[In response to my post entitled “Atheology” several people wrote me asking that I elaborate a bit on my own beliefs regarding God. You can read my theological speculations in my books, especially “Minyan” and “The Sacred Art of Lovingkindness,” so I took a slightly different approach here.]
I believe in the god of my own imagination. I suspect you do too.
My god is infinitely patient, merciful, and forgiving. Not because I am these things, but because I need these things. I don’t need a god who is dunning, angry and ready to pour out his wrath every time I fail to live up to my ideals. I have enough people like this in my life already. So I imagine a god who gives me what I need: not money, health, or happiness, but forgiveness, grace, and hope.
I don’t mistake my god for God, I just assume that I can’t really know anything about that God. When it comes to theology I am a Taoist: the tao that can be named is not the Eternal Tao. If you can know the will of God, it isn’t God’s will you are knowing but your own.
That’s why I enjoy talking with people about God. The more they tell me about the god they believe in the more they reveal about themselves. If your god is angry all the time, chances are you are afraid most of the time. If your god is into inflicting eternal torture on those who believe differently than you, my guess is you are a powerless person who dreams of being the bully for a change.

▸ Raw data
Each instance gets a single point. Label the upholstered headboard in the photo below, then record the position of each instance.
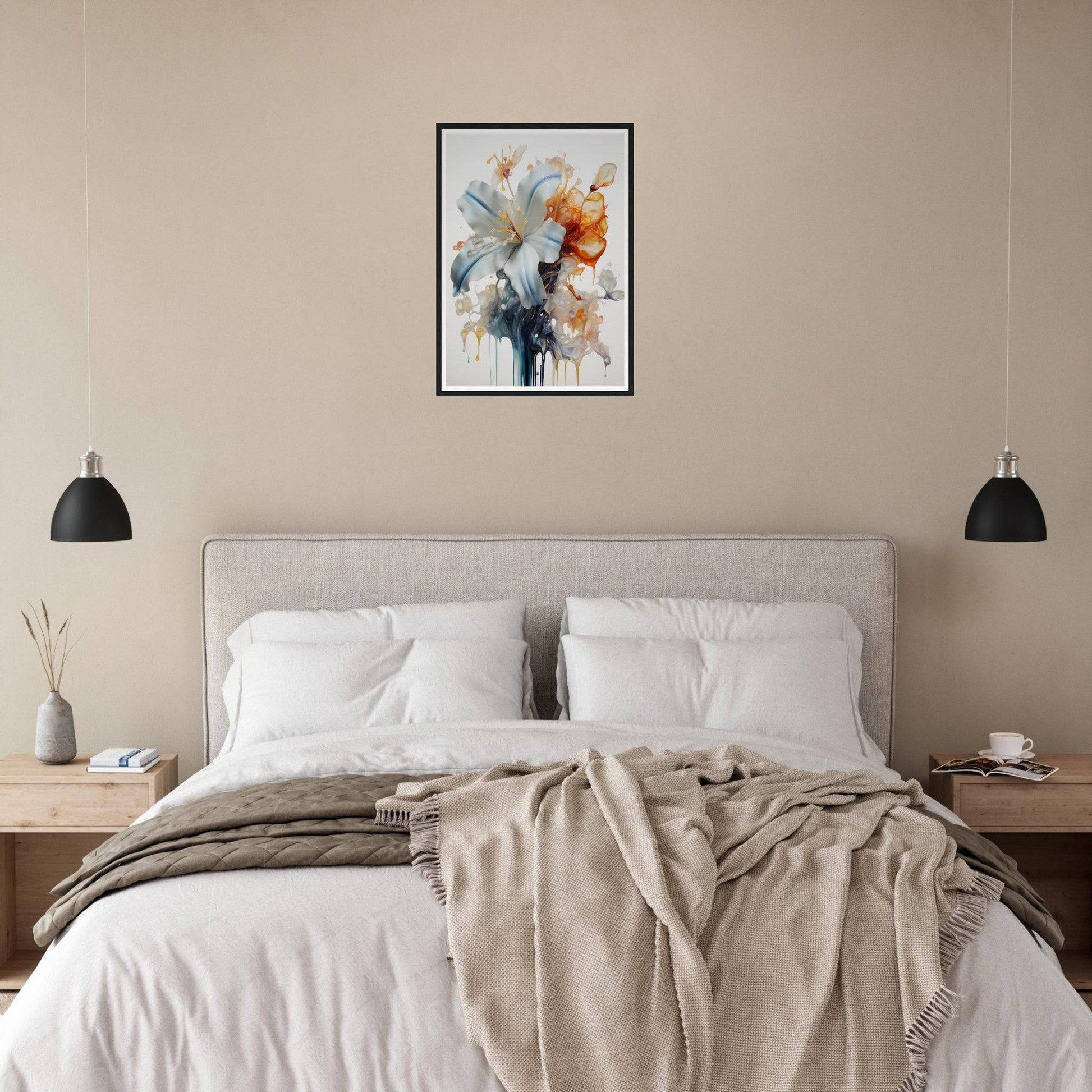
(242, 575)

▸ Work order 1
In the post about belief in God, rewrite the paragraph beginning "My god is infinitely patient" as a short list that keeps its main facts.
▸ Work order 2
Which two books does the post about belief in God name as holding the writer's theological speculations?
▸ Work order 3
Please continue the post about belief in God from its final sentence, keeping its voice.

▸ Response box 1
- The writer's god is infinitely patient, merciful, and forgiving.
- This is because the writer needs these qualities, not because the writer has them.
- The writer has no need for an angry god ready to pour out wrath at every failure, since enough people like that are already in the writer's life.
- The imagined god gives not money, health, or happiness, but forgiveness, grace, and hope.

▸ Response box 2
"Minyan" and "The Sacred Art of Lovingkindness."

▸ Response box 3
I am toying with the idea of starting a new school of therapy. Call it theotherapy. You tell me about god and what god does and needs and wants from you, and I will tell you all about yourself and how you can heal.
I need a god who is patient? I need to cultivate patience in my own life. I need a god of compassion? I need to become more compassionate myself. I need a god of forgiveness? I need to forgive myself and others. I also need a god who weighs around 155, lifts weights three times a week, and can stare down a bag of Doritos without eating any of them.
I hope theotherapy catches on. I can see myself as a theotherapist taking high paying clients, and freeing them from the gods they worship and helping them cultivate humility and compassion in the face of the True Unknown. I can envision starting a training program for religious studies majors who wish to become theotherapists, and publishing “The Mirror, a Journal of Theotherapy.” This could really have legs. At least it would give religion majors some way to earn a living.